▶ _SET TASK 1_: In the entries below, reproduce verbatim the lines from the one containing "occurrences of step" through the end of the entries, including both ends.

▶ _SOURCE TEXT_:
___
[PATCH] aarch64: [PR101529] Fix vector shuffle insertion expansion

public inbox for gcc-patches@gcc.gnu.org
 help / color / mirror / Atom feed

* [PATCH] aarch64: [PR101529] Fix vector shuffle insertion expansion
@ 2021-11-10  4:06 apinski
  0 siblings, 0 replies; 5+ messages in thread
From: apinski @ 2021-11-10  4:06 UTC (permalink / raw)
  To: gcc-patches; +Cc: Andrew Pinski

From: Andrew Pinski <apinski@marvell.com>

The function aarch64_evpc_ins would reuse the target even though
it might be the same register as the two inputs.
Instead of checking to see if we can reuse the target, just use the
original input directly.

Committed as approved after bootstrapped and tested on
aarch64-linux-gnu with no regressions.

	PR target/101529

gcc/ChangeLog:

	* config/aarch64/aarch64.c (aarch64_evpc_ins): Don't use target
	as an input, use original one.

gcc/testsuite/ChangeLog:

	* c-c++-common/torture/builtin-convertvector-2.c: New test.
	* c-c++-common/torture/builtin-shufflevector-2.c: New test.
---
 gcc/config/aarch64/aarch64.c                  |  3 +--
 .../torture/builtin-convertvector-2.c         | 26 +++++++++++++++++++
 .../torture/builtin-shufflevector-2.c         | 26 +++++++++++++++++++
 3 files changed, 53 insertions(+), 2 deletions(-)
 create mode 100644 gcc/testsuite/c-c++-common/torture/builtin-convertvector-2.c
 create mode 100644 gcc/testsuite/c-c++-common/torture/builtin-shufflevector-2.c

diff --git a/gcc/config/aarch64/aarch64.c b/gcc/config/aarch64/aarch64.c
index 506764e5cfa..0549ea36900 100644
--- a/gcc/config/aarch64/aarch64.c
+++ b/gcc/config/aarch64/aarch64.c
@@ -23102,11 +23102,10 @@ aarch64_evpc_ins (struct expand_vec_perm_d *d)
___
▶ _RECORD SET_:
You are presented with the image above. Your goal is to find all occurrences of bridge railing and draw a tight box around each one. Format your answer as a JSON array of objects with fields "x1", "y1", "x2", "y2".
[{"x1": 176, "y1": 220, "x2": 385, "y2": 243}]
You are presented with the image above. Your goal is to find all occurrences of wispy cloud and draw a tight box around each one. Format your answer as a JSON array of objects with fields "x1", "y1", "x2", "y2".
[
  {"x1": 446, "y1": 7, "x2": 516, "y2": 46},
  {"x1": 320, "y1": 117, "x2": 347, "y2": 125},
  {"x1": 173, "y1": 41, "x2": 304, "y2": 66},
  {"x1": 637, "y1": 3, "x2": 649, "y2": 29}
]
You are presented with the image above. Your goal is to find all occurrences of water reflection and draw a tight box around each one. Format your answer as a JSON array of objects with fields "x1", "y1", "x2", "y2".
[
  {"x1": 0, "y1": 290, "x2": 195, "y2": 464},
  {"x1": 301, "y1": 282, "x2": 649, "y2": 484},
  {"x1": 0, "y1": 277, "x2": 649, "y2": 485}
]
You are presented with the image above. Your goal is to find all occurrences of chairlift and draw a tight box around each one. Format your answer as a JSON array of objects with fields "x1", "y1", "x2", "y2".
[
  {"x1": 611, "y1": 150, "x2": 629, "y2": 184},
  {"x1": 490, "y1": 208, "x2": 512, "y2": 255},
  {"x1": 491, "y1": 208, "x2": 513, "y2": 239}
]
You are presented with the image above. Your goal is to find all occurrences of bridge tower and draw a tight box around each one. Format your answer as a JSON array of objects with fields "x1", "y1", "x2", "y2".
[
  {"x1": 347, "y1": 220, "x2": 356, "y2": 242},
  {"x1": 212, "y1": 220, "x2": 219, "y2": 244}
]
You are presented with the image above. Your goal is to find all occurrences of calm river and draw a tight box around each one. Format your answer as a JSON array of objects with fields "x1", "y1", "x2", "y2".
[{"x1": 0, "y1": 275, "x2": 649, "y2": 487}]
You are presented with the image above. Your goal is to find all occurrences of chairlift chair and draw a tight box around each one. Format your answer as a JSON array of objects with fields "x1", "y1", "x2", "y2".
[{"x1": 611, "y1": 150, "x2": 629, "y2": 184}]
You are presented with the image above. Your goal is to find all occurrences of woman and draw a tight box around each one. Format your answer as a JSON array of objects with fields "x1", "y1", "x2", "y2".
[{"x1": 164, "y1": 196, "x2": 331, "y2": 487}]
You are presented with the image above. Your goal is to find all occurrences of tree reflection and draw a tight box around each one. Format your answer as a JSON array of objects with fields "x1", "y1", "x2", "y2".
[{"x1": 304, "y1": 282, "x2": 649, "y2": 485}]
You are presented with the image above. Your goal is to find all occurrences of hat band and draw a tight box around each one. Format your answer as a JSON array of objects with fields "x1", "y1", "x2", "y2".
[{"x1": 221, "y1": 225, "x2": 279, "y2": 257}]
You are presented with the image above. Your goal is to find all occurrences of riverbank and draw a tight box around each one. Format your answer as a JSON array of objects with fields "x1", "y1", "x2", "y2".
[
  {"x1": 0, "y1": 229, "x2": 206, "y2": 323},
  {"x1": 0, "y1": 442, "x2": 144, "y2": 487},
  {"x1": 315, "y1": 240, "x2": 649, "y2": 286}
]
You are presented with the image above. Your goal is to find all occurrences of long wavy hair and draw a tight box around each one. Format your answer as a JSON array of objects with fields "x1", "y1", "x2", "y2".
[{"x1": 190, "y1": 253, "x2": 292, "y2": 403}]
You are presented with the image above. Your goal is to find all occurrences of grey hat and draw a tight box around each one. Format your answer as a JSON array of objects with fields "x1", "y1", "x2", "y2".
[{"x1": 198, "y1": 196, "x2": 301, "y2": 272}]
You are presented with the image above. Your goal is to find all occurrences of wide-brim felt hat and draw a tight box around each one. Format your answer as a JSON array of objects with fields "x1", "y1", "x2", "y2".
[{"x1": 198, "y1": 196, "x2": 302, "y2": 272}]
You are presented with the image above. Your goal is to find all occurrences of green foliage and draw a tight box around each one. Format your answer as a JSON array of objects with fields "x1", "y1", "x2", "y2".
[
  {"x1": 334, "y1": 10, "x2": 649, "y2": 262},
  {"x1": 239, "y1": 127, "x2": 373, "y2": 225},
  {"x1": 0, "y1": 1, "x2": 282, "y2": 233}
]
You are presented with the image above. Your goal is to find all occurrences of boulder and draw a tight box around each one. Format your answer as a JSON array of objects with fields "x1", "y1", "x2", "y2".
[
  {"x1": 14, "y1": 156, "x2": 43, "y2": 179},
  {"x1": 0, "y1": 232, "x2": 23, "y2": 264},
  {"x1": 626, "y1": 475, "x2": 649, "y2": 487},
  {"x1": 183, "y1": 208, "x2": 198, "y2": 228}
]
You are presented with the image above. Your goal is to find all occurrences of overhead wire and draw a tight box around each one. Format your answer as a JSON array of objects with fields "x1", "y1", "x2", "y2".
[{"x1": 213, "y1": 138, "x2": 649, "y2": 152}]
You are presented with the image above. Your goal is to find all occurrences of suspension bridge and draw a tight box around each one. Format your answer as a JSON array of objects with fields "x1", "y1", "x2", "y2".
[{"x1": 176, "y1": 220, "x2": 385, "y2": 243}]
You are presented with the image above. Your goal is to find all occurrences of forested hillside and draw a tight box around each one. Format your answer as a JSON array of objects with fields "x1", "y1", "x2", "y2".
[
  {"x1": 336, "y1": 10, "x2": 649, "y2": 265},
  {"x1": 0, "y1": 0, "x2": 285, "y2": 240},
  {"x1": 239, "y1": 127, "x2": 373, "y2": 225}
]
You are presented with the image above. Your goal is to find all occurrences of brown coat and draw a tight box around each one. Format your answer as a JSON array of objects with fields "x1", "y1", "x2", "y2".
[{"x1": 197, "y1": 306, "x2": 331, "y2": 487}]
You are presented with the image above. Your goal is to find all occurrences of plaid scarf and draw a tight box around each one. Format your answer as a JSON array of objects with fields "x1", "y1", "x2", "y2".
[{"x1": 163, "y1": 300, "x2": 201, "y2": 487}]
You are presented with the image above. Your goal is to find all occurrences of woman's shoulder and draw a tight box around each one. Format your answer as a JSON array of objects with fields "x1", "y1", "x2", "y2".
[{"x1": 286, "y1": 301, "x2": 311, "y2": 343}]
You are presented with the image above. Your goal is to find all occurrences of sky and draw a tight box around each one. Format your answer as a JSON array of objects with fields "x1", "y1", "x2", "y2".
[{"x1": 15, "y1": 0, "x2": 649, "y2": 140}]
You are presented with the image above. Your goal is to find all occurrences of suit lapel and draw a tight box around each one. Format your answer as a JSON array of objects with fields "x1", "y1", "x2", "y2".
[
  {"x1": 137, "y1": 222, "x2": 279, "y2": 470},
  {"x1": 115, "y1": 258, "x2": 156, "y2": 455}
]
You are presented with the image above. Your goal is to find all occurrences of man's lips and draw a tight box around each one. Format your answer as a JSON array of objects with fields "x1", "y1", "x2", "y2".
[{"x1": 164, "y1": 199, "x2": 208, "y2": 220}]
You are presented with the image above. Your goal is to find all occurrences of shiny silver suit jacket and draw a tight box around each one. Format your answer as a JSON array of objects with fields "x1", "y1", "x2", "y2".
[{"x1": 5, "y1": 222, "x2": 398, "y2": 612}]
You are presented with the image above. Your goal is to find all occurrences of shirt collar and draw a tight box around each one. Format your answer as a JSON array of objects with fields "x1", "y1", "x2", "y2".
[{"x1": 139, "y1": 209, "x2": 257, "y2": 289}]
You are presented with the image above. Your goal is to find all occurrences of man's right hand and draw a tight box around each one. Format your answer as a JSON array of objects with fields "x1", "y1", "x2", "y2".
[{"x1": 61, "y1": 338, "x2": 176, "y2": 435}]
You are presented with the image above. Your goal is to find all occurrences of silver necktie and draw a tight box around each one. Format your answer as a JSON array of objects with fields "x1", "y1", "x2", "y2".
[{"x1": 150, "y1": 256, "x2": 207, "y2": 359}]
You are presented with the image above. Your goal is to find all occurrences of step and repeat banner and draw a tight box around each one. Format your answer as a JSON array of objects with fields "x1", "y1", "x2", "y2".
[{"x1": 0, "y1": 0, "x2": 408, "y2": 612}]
___
▶ _SET TASK 2_: Give the full path of every file that the aarch64 vector shuffle patch changes or creates.

▶ _WORKED ANSWER 1_:
You are presented with the image above. Your goal is to find all occurrences of step and repeat banner and draw a tight box around each one. Format your answer as a JSON array of objects with fields "x1", "y1", "x2", "y2".
[{"x1": 0, "y1": 0, "x2": 408, "y2": 612}]

▶ _WORKED ANSWER 2_:
- gcc/config/aarch64/aarch64.c
- gcc/testsuite/c-c++-common/torture/builtin-convertvector-2.c
- gcc/testsuite/c-c++-common/torture/builtin-shufflevector-2.c